◆ Records for this exercise
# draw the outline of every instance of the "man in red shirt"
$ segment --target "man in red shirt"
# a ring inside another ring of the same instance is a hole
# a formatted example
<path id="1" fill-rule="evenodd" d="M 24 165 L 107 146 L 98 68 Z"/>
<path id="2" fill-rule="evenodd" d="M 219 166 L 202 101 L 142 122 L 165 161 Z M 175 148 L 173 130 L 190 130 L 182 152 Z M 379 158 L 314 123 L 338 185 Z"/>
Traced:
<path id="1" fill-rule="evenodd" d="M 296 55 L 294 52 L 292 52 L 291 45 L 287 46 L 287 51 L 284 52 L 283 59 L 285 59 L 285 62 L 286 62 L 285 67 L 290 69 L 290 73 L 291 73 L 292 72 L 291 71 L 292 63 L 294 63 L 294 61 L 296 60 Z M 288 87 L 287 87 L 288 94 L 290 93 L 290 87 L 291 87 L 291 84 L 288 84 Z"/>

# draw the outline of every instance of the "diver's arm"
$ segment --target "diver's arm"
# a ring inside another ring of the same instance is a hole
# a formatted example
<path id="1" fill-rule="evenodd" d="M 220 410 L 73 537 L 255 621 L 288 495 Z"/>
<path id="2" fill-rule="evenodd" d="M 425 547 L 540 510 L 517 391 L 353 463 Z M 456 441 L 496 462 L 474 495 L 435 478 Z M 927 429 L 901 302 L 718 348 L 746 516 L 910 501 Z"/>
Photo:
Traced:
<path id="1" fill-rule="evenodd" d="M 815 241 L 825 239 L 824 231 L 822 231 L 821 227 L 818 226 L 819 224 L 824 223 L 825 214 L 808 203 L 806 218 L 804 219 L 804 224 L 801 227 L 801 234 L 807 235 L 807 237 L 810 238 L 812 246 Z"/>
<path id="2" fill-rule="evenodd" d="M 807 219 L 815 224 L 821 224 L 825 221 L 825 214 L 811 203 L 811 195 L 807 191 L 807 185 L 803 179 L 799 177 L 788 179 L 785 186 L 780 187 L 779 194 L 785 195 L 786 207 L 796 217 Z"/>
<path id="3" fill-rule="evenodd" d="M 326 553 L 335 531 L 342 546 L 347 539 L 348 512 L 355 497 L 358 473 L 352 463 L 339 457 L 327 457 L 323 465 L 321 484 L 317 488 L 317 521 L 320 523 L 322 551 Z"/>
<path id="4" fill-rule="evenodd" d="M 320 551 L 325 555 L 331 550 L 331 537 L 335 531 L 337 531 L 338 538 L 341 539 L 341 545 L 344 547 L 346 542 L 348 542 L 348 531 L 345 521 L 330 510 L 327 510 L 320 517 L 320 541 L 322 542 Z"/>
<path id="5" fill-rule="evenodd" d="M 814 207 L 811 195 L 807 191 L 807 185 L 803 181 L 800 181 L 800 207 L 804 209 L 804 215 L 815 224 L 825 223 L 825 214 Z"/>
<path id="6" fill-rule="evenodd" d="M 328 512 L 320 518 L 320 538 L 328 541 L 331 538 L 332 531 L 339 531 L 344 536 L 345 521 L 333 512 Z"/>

◆ What is being asked
Set down each record verbatim.

◆ Answer space
# draw the outline of every instance of the "man in red shirt"
$ segment --target "man in red shirt"
# a ring inside another ring of the same instance is a hole
# a formatted example
<path id="1" fill-rule="evenodd" d="M 24 165 L 107 146 L 98 68 Z"/>
<path id="2" fill-rule="evenodd" d="M 219 166 L 202 101 L 142 122 L 165 161 Z M 175 148 L 173 130 L 190 130 L 182 152 Z M 379 158 L 314 123 L 338 185 Z"/>
Traced:
<path id="1" fill-rule="evenodd" d="M 296 55 L 294 52 L 292 52 L 291 45 L 287 46 L 287 51 L 284 52 L 283 59 L 285 59 L 285 62 L 286 62 L 285 67 L 290 69 L 290 73 L 291 73 L 292 72 L 291 71 L 292 63 L 294 63 L 294 61 L 296 60 Z M 288 87 L 287 87 L 288 94 L 290 93 L 290 87 L 291 87 L 291 84 L 288 84 Z"/>

# draw the outline of every instance of the "diver's arm"
$ segment --target "diver's arm"
# a ring inside another ring of the same instance is a hole
# a formatted example
<path id="1" fill-rule="evenodd" d="M 220 410 L 73 537 L 255 621 L 288 495 Z"/>
<path id="2" fill-rule="evenodd" d="M 425 547 L 540 510 L 517 391 L 353 463 Z M 456 441 L 496 462 L 474 495 L 435 478 Z M 927 429 L 901 302 L 718 348 L 746 516 L 910 501 Z"/>
Photo:
Traced:
<path id="1" fill-rule="evenodd" d="M 815 241 L 825 239 L 824 231 L 822 231 L 821 227 L 818 226 L 819 224 L 824 223 L 825 214 L 808 203 L 806 218 L 804 219 L 804 224 L 801 227 L 801 234 L 807 235 L 807 237 L 810 238 L 812 246 Z"/>
<path id="2" fill-rule="evenodd" d="M 807 219 L 815 224 L 821 224 L 825 221 L 825 214 L 811 203 L 811 195 L 807 191 L 807 185 L 803 179 L 799 177 L 788 179 L 785 186 L 780 187 L 779 194 L 785 195 L 786 207 L 796 217 Z"/>
<path id="3" fill-rule="evenodd" d="M 326 553 L 335 531 L 342 546 L 347 539 L 348 512 L 355 497 L 358 473 L 352 463 L 339 457 L 327 457 L 323 465 L 321 484 L 317 488 L 317 521 L 320 523 L 322 551 Z"/>
<path id="4" fill-rule="evenodd" d="M 320 551 L 325 555 L 331 550 L 331 537 L 335 531 L 337 531 L 338 538 L 341 539 L 341 545 L 344 547 L 346 542 L 348 542 L 348 531 L 345 521 L 330 510 L 327 510 L 320 517 L 320 541 L 322 542 Z"/>
<path id="5" fill-rule="evenodd" d="M 814 207 L 811 195 L 807 191 L 807 185 L 803 181 L 800 181 L 800 207 L 804 209 L 804 215 L 815 224 L 825 223 L 825 214 Z"/>
<path id="6" fill-rule="evenodd" d="M 328 512 L 320 518 L 320 538 L 328 541 L 331 538 L 332 531 L 339 531 L 344 536 L 345 521 L 333 512 Z"/>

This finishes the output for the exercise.